→ **Task requirements**
How many lines of the listing below contain the string "window"? Treat uppercase and lowercase letters as different, and reply with the number alone.

--------------------------------

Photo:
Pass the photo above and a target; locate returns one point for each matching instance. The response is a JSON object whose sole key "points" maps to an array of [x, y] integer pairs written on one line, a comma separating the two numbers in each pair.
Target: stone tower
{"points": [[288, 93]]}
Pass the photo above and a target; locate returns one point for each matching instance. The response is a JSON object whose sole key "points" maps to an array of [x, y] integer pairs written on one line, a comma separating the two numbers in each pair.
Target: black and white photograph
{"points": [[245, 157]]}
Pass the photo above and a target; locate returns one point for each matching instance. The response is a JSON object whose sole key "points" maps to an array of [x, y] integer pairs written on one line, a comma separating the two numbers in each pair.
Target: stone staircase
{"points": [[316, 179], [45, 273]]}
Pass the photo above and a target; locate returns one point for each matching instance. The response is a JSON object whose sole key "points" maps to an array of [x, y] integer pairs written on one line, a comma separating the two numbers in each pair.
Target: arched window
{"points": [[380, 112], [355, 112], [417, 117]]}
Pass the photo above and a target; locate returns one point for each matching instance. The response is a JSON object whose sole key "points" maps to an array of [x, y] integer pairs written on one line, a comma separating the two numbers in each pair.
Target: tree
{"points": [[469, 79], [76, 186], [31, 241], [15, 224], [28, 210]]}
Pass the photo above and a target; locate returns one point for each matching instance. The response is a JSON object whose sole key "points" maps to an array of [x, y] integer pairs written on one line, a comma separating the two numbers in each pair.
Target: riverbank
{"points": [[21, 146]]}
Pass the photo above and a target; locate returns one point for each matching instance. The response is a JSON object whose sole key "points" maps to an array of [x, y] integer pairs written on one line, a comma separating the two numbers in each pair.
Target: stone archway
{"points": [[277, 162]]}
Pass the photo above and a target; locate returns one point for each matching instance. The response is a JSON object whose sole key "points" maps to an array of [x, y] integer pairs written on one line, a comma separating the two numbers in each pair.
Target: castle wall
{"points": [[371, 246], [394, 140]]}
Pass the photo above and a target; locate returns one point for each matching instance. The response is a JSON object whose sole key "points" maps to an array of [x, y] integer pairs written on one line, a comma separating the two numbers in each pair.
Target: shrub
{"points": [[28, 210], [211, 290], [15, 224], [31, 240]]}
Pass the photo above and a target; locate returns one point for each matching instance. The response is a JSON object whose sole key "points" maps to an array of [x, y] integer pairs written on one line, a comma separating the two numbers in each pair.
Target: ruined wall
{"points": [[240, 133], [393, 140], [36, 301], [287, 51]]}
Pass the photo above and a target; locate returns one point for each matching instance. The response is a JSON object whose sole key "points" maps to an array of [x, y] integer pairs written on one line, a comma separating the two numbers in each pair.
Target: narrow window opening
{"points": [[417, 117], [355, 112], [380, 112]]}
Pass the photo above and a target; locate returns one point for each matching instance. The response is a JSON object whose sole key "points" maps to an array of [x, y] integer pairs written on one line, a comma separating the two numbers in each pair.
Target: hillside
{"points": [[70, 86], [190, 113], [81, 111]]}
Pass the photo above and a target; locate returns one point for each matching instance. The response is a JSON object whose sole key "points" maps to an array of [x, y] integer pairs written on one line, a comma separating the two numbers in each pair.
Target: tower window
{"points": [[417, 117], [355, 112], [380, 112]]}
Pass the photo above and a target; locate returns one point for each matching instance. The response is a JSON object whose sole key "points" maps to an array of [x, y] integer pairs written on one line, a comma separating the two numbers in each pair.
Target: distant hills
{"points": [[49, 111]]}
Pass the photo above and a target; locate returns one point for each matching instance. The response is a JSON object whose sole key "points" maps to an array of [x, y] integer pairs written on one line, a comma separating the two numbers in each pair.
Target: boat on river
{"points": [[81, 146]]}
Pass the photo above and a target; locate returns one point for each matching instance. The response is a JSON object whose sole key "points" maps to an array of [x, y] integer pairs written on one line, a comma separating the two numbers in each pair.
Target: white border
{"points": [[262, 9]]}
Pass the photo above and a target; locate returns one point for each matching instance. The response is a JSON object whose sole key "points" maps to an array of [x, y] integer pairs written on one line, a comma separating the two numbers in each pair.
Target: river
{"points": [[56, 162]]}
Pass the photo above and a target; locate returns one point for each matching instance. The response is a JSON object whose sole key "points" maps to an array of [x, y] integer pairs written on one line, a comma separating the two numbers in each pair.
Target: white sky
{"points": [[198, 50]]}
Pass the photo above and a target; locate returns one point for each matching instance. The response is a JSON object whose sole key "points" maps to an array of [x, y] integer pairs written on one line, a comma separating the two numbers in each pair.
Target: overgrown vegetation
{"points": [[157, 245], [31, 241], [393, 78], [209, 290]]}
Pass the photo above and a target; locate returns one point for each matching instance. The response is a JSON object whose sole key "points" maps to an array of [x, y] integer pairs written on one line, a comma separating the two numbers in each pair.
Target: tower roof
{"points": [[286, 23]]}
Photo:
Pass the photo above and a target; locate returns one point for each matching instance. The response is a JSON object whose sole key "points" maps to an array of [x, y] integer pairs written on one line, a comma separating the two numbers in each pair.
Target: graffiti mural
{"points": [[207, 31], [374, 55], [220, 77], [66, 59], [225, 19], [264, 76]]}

--------------------------------

→ **Output of the task**
3